TESTO DI PARTENZA —

Non si può scardinare tutto con un’immagine, con un’opera, una pratica, con una
teoria. Forse l’unica cosa da fare è farsi ricettivi con tutti i mezzi a nostra
disposizione, senza timore, fino
all’ultimo respiro, alle incrinature, alle porosità che questa realtà
avviluppante non riesce a dominare, provando così ad aggirarla, attraversarla,
riconnetterla, ripresentarla.
Aspetto,
passano i treni, / i destini, gli sguardi. / Mi porterebbero dove non sono
stato mai./Ma io non cerco nuovi cieli. / Io voglio stare dove sono stato. / Con te, ritornarci. / Che intensa novità, / ritornare
un'altra volta, / ripetere mai uguale / quello stupore infinito…
Ritorno alla foto.
Dubbioso. Ho il timore che le parole di Mille
piani siano state un rifugio, un’anticipazione veicolata per qualcosa che
sentivo di ancora non vissuto fino in fondo, forse stavo solo proiettando
l’istanza incerta dello spettatore spectrum pensoso, mi stavo solo specchiando mortificato nel me stesso pietrificato? Ma dov’è allora la ferita, quella ferita che mi
rimorde?
La
ragazza è totalmente in nero, la giacca, il cappuccio, la sciarpa… Il bianco è
solo nella pelle del viso, nell’interno del cappuccio che riusciamo vedere e
infine in un confine, sottilissimo, un territorio liminare tra la manica della
giacca e la tasca: lì possiamo intravvedere una strisciolina di pelle del
polso, mentre il pugno affonda nella tasca. Quel micro territorio epidermico mi
restituisce una corporeità della ragazza: non è più solo volto-enigma o donna
in nero, ma un corpo amante da sfiorare senza possesso, perché la sua distanza
rimane inesauribile e colma di grazia. In quell’istante mi sento librare, ho
abbandonato quel residuo di spettralità spettatoriale, quel raddoppiamento di
un me fantoccio che urtava ai bordi della prima attrazione, quella dell’occhio
di lei. In quella terra di nessuno epidermica, leggera, ho trovato il punctum (scrive Roland Barthes: «Il punctum in una fotografia è quella fatalità che in essa mi punge, ma anche mi
ferisce mi ghermisce», La camera chiara,
Einaudi 2003, p. 28). Attraverso quella impudica porzione di spazio che affiora
dai vestiti rivedo gli occhi di lei, differenti, risento l’attesa, posso
dilatare lo sguardo in qualsiasi traiettoria, dalle spalle, al muro, alle
labbra. Eros polimorfo ha scoccato le sue frecce. E non è finita… intreccio immagini
della mia vita passata nell’istante presente, prefiguro un futuro possibile o
forse già in atto… la bocca della ragazza mi sussurra «ora… traboccato… avvenire».

OBIETTIVI —
1. Secondo la citazione di Roland Barthes riportata nel testo sulla fotografia della ragazza in nero, che cos'è il punctum in una fotografia?
2. Porta avanti il testo sulla fotografia della ragazza in nero, riprendendo subito dopo la sua ultima frase.

DATI MOSTRATI —
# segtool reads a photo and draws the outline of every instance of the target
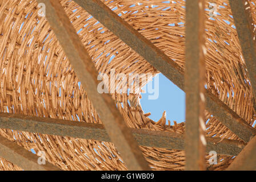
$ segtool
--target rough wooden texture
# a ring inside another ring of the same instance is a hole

RISPOSTE —
1. È quella fatalità che in una fotografia punge chi guarda, ma anche lo ferisce e lo ghermisce.

2.
Altre domande si
presenteranno successivamente, e con esse altri tentativi, seppur incerti, di
risposta. Il supporto dello schermo del mio pc rende giustizia alla foto? Non
posso esserne totalmente sicuro, ma che importa, ho colto un’occasione, l’ho
colta al volo, sto già immaginando e pensando. È possibile intercettare uno
sguardo in una metropolitana oggi con la stessa facilità, quando i monitor ti
sputano negli occhi e nelle orecchie continui messaggi pubblicitari? La
risposta è un esile e allo stesso tempo risoluto sì. È sempre possibile che
un’immagine ti conduca altrove, che ti scelga fra le altre, ma bisogna essere
vigili nell’attesa dell’imprevedibile. Si può non rimanere succubi di un gioco
fantastico e fantasmatico nel flusso continuo di immagini in cui siamo
compresi? Quando un’immagine ci rapisce è possibile non cadere in un’illusoria
scorciatoia piacevole e banale che non fa altro che riconfermarci all’interno
di un mondo iper-simulacrale? Credo di sì. Si può, a patto di non volersi
ritrovare identici, ma trasformati e arricchiti, andando verso gli altri che da sempre ci abitano. Ma tutto
ciò può essere vissuto solo tenendo a mente di non essere troppo seriosi, solo
se hai lo zucchero filato in una mano e un nichelino nell’altra.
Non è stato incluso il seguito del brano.